> _WHAT YOU ARE ASKED TO DO_:
How many lines in the material below contain the string "trimmed"? Reply with only the number.

> _DATA FOR PROCESSING_:
========================

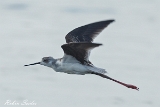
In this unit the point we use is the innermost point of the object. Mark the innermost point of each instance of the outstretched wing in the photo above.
(87, 33)
(79, 50)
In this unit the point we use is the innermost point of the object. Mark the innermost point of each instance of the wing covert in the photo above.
(87, 32)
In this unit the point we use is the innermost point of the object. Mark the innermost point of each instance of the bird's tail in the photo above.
(96, 69)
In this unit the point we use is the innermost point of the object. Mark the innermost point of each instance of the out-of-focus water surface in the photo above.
(32, 29)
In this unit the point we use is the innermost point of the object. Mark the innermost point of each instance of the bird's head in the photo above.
(46, 61)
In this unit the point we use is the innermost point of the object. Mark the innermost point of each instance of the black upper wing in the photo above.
(79, 50)
(87, 33)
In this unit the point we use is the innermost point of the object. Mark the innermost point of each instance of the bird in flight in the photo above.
(79, 43)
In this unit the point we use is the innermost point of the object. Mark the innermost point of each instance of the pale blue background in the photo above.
(32, 29)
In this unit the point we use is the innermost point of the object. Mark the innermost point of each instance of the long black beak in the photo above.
(33, 64)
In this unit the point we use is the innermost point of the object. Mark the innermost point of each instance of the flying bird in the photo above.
(79, 43)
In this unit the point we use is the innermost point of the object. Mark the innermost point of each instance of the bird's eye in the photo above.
(45, 60)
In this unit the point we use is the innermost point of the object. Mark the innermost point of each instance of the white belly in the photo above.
(72, 68)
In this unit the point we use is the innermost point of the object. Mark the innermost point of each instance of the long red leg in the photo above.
(127, 85)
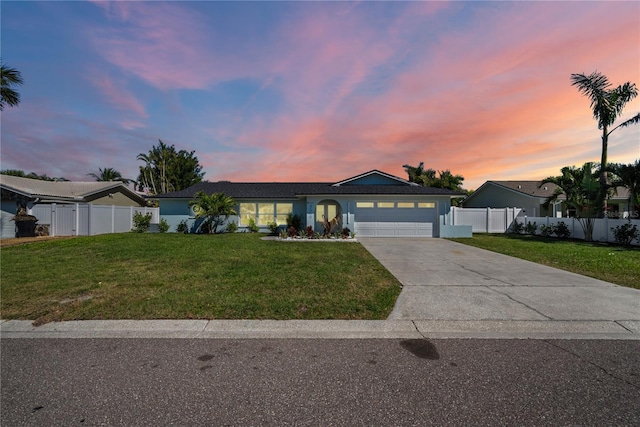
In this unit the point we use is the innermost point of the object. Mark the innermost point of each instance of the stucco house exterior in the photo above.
(531, 196)
(372, 204)
(27, 193)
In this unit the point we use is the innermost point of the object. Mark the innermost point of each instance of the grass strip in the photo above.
(179, 276)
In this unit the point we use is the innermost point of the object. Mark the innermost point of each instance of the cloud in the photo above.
(119, 97)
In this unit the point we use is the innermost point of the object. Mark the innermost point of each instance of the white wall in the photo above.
(88, 220)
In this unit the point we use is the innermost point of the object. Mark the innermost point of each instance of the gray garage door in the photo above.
(394, 219)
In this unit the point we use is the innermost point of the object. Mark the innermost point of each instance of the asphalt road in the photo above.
(318, 382)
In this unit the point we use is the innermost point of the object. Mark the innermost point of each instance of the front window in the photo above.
(265, 213)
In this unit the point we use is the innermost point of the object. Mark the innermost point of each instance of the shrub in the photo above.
(141, 223)
(294, 221)
(626, 233)
(273, 228)
(182, 227)
(163, 227)
(530, 228)
(232, 227)
(562, 230)
(516, 228)
(546, 230)
(252, 227)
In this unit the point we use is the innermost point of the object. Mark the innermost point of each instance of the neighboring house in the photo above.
(372, 204)
(25, 193)
(531, 197)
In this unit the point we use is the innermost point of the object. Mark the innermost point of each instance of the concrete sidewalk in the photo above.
(450, 290)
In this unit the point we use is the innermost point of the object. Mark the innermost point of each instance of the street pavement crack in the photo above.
(617, 322)
(520, 302)
(418, 330)
(602, 368)
(464, 267)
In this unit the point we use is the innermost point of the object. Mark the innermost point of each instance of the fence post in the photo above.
(52, 226)
(488, 220)
(76, 219)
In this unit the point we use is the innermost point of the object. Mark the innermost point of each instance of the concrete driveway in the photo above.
(449, 281)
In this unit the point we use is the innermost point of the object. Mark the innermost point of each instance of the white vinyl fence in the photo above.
(488, 220)
(601, 228)
(89, 220)
(483, 220)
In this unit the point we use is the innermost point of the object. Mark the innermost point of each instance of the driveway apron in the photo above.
(450, 281)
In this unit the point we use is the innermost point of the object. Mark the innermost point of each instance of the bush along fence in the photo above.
(621, 231)
(511, 220)
(88, 220)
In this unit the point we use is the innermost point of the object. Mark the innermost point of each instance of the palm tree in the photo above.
(419, 175)
(214, 209)
(449, 181)
(146, 174)
(9, 77)
(607, 104)
(628, 176)
(581, 191)
(109, 174)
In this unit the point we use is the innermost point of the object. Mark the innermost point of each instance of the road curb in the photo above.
(326, 329)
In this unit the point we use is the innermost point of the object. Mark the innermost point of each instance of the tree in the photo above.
(607, 104)
(628, 176)
(167, 170)
(581, 191)
(427, 177)
(214, 209)
(109, 174)
(9, 77)
(31, 175)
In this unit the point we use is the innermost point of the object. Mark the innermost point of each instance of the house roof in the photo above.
(292, 190)
(530, 188)
(62, 190)
(396, 180)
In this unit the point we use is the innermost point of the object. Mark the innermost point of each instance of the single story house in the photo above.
(531, 197)
(25, 193)
(371, 204)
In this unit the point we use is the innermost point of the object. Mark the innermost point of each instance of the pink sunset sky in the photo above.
(312, 91)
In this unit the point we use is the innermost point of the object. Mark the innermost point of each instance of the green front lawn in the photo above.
(610, 263)
(179, 276)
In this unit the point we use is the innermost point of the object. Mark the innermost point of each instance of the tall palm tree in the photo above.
(146, 174)
(628, 176)
(214, 209)
(109, 174)
(607, 104)
(449, 181)
(581, 191)
(420, 175)
(9, 77)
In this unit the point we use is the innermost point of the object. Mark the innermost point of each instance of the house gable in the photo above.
(374, 177)
(69, 191)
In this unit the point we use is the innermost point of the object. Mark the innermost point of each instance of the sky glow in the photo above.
(311, 91)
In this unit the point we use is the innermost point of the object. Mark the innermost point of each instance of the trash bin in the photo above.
(25, 225)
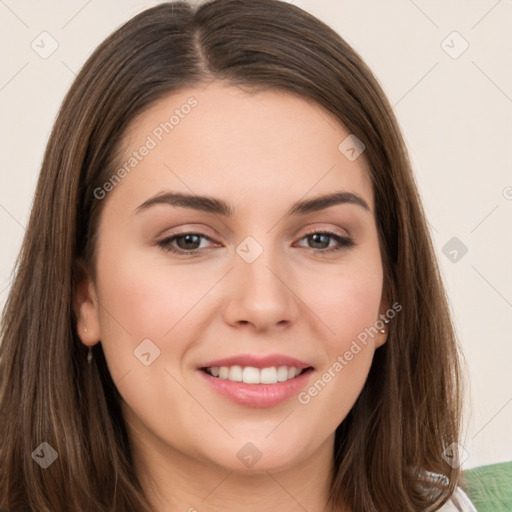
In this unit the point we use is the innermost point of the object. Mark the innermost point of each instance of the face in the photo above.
(237, 269)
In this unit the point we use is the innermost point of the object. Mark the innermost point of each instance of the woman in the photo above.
(227, 297)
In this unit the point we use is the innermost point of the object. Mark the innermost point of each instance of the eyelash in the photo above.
(344, 243)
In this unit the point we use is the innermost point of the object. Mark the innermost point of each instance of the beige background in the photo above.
(456, 115)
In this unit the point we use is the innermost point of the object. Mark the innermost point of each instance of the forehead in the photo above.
(223, 139)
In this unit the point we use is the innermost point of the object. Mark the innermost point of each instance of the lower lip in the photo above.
(257, 395)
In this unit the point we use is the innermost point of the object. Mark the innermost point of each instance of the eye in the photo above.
(322, 240)
(184, 243)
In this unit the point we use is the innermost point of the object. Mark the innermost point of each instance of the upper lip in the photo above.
(258, 361)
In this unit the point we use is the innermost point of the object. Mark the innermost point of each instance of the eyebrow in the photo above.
(220, 207)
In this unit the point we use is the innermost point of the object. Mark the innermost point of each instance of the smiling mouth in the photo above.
(252, 375)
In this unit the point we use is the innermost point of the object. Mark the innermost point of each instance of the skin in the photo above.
(259, 152)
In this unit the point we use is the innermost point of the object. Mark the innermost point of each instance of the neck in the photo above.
(174, 480)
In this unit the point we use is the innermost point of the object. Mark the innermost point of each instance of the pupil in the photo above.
(188, 241)
(319, 238)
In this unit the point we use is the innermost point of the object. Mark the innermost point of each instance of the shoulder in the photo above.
(459, 502)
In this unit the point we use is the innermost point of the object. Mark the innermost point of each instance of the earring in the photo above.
(383, 330)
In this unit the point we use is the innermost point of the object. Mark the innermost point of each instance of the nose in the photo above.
(260, 294)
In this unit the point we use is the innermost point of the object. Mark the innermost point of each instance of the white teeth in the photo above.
(235, 373)
(251, 375)
(268, 376)
(282, 373)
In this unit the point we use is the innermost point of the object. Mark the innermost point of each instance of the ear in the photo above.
(86, 306)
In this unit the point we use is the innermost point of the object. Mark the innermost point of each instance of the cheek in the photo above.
(348, 300)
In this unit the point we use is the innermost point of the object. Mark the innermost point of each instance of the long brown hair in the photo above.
(408, 411)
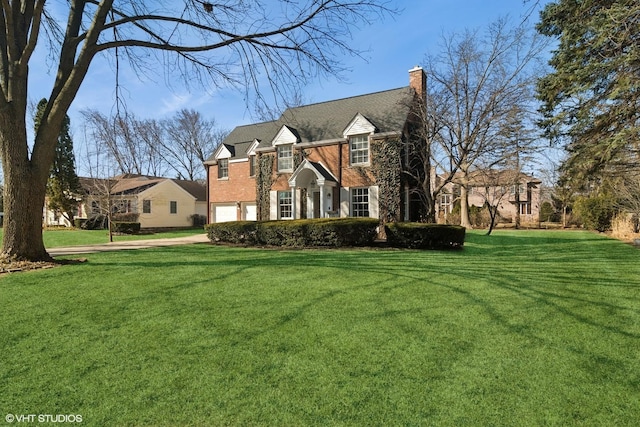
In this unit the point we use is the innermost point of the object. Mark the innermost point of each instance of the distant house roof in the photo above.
(134, 184)
(324, 121)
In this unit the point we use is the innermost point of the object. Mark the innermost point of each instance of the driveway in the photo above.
(133, 244)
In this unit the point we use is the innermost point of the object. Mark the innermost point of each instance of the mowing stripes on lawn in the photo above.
(523, 328)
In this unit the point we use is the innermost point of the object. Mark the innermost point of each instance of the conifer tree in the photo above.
(63, 185)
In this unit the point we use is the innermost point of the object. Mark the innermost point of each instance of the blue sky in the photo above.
(392, 48)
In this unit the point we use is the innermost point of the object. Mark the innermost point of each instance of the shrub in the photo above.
(125, 217)
(125, 227)
(96, 222)
(79, 222)
(198, 220)
(413, 235)
(334, 232)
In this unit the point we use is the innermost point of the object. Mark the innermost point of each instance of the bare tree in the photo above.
(226, 43)
(188, 141)
(473, 86)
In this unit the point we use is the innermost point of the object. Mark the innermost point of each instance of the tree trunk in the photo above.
(465, 221)
(24, 193)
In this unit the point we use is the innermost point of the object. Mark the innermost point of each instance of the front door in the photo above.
(316, 204)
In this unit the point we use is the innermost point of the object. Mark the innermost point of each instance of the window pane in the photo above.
(223, 168)
(285, 206)
(360, 202)
(359, 149)
(285, 158)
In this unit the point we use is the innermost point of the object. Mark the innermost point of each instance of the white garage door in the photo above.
(250, 212)
(224, 213)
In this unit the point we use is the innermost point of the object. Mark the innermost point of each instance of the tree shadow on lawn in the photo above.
(546, 273)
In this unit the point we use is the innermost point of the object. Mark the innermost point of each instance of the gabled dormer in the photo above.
(221, 156)
(286, 135)
(357, 133)
(359, 125)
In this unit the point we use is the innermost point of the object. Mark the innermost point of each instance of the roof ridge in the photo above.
(342, 99)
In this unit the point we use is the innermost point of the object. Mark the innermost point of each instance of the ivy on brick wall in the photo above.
(387, 169)
(264, 178)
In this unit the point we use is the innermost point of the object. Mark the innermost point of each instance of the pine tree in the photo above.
(592, 97)
(63, 185)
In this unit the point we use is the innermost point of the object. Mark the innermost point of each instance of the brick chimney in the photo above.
(418, 81)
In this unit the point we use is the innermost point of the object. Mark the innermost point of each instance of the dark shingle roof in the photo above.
(387, 111)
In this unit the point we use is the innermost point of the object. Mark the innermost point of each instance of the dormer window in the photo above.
(223, 168)
(285, 158)
(359, 150)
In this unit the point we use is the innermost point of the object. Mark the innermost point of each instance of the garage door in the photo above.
(250, 212)
(224, 213)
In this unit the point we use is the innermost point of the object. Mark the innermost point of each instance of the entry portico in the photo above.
(319, 184)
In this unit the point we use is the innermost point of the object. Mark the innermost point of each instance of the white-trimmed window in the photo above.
(223, 168)
(359, 150)
(360, 202)
(285, 205)
(285, 158)
(253, 165)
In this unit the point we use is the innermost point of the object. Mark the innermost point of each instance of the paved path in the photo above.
(132, 244)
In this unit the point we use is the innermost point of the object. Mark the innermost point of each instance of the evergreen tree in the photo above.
(63, 185)
(592, 98)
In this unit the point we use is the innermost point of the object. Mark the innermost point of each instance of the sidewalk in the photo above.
(132, 244)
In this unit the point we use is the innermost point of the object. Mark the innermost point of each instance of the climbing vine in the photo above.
(264, 177)
(386, 168)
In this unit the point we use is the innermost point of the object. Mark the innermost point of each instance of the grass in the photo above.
(58, 237)
(519, 328)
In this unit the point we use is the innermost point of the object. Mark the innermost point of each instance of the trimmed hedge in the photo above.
(414, 235)
(125, 227)
(329, 232)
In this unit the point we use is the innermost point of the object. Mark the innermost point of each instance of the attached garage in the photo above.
(224, 212)
(249, 212)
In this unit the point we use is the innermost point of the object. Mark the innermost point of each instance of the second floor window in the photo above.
(285, 205)
(360, 202)
(285, 158)
(359, 149)
(253, 165)
(223, 168)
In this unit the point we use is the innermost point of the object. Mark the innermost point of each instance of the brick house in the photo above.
(331, 159)
(508, 190)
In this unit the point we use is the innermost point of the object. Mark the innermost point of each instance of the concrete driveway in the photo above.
(133, 244)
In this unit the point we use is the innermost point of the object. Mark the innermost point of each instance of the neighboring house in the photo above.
(320, 160)
(157, 202)
(510, 191)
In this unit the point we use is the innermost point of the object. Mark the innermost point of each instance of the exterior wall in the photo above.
(238, 187)
(161, 196)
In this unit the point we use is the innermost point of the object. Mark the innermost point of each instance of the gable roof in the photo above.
(387, 111)
(134, 184)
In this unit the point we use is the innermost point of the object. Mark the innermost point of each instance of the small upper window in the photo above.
(223, 168)
(285, 158)
(359, 149)
(253, 165)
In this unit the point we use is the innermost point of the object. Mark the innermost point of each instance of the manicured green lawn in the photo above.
(519, 328)
(71, 237)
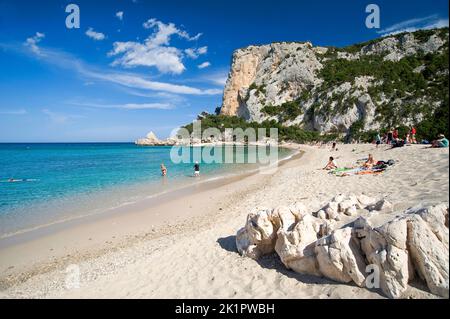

========================

> _RESULT_:
2